* START DATA FOR THIS TASK *

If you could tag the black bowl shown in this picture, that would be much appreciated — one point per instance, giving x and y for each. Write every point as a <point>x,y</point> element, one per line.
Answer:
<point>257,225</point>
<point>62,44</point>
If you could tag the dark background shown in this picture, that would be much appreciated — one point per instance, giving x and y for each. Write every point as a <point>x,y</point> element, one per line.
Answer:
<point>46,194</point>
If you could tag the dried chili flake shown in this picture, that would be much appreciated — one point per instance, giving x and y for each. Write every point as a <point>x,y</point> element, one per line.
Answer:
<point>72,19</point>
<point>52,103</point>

* END DATA FOR THIS TASK *

* **DESCRIPTION OF THE TASK**:
Copy out every one of the records above, keeping each line unchanged.

* **WORKED SOLUTION**:
If you could tag the black bowl shown in this picture, that would be much appreciated — one point per instance, giving x and y for each. Write every point as a <point>x,y</point> element, one per line.
Answer:
<point>257,225</point>
<point>62,44</point>
If you could tag the dark background shown in this picture, that would be much appreciated — one point per instance, giving x and y for each. Write every point as a <point>x,y</point> element, one per line.
Answer:
<point>46,194</point>
If you could tag the dried chili flake shown in this picture, that would be much appreciated — one point per instance, giving x and y for each. Write every point as a <point>x,y</point> element, one per line.
Answer:
<point>72,19</point>
<point>52,103</point>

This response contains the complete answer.